WORK INSTRUCTIONS
a - Rewrite the records from their start through the line containing "Target: yellow tulip", inclusive, replacing "integer" with "whole-number" and keeping everything else the same.
b - Carry on the discussion of C++ programming practices from the point at which it ends.

PASSAGE GIVEN
***
I don’t consider template-metaprogramming as official core language feature, is is an side-effect of templates. Generic-Programming itself with templates is great and the superpower of C++.
Readability and maintainability are the key features of good source-code. Therefore - I back off if someone tries to make the code itself “art”. The result shall be reliable craftsmanship. A usual, apply reasonable exceptions ;)
Yarp, I do the same. It's rudimentary but works fine and the code is clean enough if you pick a couple conventions (starting "private" variables with an underscore for example) and stick with them.
I've become somewhat convinced that no one has written a correct nontrivial C or C++ program since 1989.* My go-to example in C++ is examining a floating-point number as an integer:
• Cast a (pointer to a float) to a (pointer to a uint32_t). No; even if you make sure the size of a float on your target platform is 32 bits, this is undefined behavior.
• Make a union of a float and uint32_t. No; this works in C (since C99...?), but in C++ "it is undefined behavior to read from the member of the union that wasn't most recently written." [1]
• Use reinterpret_cast<uint32_t>. No; this violates the type aliasing rules, and the behavior is undefined. [2]
• Use reinterpret_cast<unsigned char> or reinterpret_cast<std::byte> and then reassemble these into a uint32_t. Yes! this works, although slightly laborious.
• Use std::memcpy. Yes! This is perhaps the "right" answer. The compiler should recognize the idiom and elide any actual copy.
I'm not even confident that I have that correct. It's an enormous language to fit into one's head; the language specification runs about 500 pages long and the standard library another 1500. [3]
Serialization of floating point number makes some sense. Even if you can't reliably read it on other machine, reading it on the same machine should be possible.
***
RECORDS FOR THIS EXERCISE
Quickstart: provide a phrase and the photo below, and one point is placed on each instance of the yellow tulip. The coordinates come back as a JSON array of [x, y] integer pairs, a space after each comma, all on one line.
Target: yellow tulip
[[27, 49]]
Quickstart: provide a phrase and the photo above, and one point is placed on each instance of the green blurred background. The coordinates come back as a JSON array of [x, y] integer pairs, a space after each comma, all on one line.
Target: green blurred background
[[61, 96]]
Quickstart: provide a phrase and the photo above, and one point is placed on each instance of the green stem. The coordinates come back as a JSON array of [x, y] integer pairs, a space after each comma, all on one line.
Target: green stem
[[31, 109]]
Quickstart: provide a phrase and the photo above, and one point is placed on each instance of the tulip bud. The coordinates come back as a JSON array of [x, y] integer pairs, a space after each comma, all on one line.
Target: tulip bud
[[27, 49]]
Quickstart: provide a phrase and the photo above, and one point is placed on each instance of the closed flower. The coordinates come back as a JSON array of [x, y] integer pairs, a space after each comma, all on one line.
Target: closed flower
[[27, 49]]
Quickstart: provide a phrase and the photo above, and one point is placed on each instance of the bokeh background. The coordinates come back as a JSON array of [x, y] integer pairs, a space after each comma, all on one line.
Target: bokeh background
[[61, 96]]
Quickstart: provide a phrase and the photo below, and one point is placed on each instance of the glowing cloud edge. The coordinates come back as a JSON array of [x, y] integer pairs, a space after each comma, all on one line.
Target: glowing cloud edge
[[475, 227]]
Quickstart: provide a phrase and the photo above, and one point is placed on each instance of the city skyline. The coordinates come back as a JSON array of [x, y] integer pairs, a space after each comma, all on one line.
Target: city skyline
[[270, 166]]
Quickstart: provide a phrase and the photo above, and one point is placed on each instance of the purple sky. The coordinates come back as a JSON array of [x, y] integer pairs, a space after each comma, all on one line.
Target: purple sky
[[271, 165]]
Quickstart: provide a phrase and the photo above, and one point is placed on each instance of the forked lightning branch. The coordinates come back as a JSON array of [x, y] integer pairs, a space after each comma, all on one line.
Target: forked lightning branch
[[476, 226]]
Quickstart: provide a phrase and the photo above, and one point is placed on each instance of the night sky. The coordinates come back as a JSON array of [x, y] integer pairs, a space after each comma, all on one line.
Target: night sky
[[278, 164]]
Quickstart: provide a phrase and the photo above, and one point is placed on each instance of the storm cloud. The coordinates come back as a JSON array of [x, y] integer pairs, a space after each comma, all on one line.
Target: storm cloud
***
RESPONSES FOR EACH TASK
a -
Quickstart: provide a phrase and the photo below, and one point is placed on each instance of the yellow tulip. The coordinates come back as a JSON array of [x, y] whole-number pairs, a space after each comma, all on one line.
Target: yellow tulip

b -
Yes, being able to fwrite() dump floats to binaries is invaluable when working with large datasets. It's common to see binary 'cache' file being created for ASCII inputs (e.g. CSV) when there is any chance of it being fed repeatedly.
I'm not sure 100%, but your second example does not imply UB. UB is caused by the act of accessing an object via a pointer of the wrong type, but just casting a pointer as you do should not be a problem.
Another use is doing radix sort of floating point numbers. Since the exponent is in the most significant bits you can almost treat them as integers for radix sort (you just need to be a bit careful with negative values): http://www.codercorner.com/RadixSortRevisited.htm
I stand corrected: there is one very good reason to want to treat a float like an integer. But if you can come up with such a solution, you are definitely not one to stop at their first guess, and you'll double-check the standard before the final commit.
It depends on what you do! The reason I use this as my go-to example is that I came across the incorrect use of reinterpret_cast for this exact purpose in a previous job (which was firmware-adjacent).
edit: are you also expressing disagreement with the claim that few C++ programs are correct (and the implied claim that this is because many people's first-guess approaches are actually incorrect), or just saying that you think this is a bad example of the language being complex or misleading?
That's bytes, if you want bytes you need to specify what order you think the bytes are in, Rust's to_be_bytes, to_ne_bytes and to_le_bytes gives you bytes (in Big, Network, or Little endian)
Rust provides methods to get your f32 (a 32-bit IEEE floating point number) or f64 (the 64-bit one) as, appropriately, a u32 or u64. Rust calls these methods to_bits because that's what you get. Conveniently Rust doesn't need to care about byte order for these operations because no extant computer makes a different choice for its integer and float representations. Good.
You insisted you want char *, by which I understood you meant bytes. Rust can do that too, but now you need to care about byte order. Seeing another answer in this sub-thread I realise you actually meant you wanted a string which is doubly hilarious in a C++ thread. The char * is a pointer to a byte, C++ has actual strings (and, these days, even a passable fat pointer style string reference called std::string_view) and they're different.
It is reasonable, but you must pay attention not to incur into undefined behaviour (which the post is about).
An array of chars is the way to go for the C++ committee.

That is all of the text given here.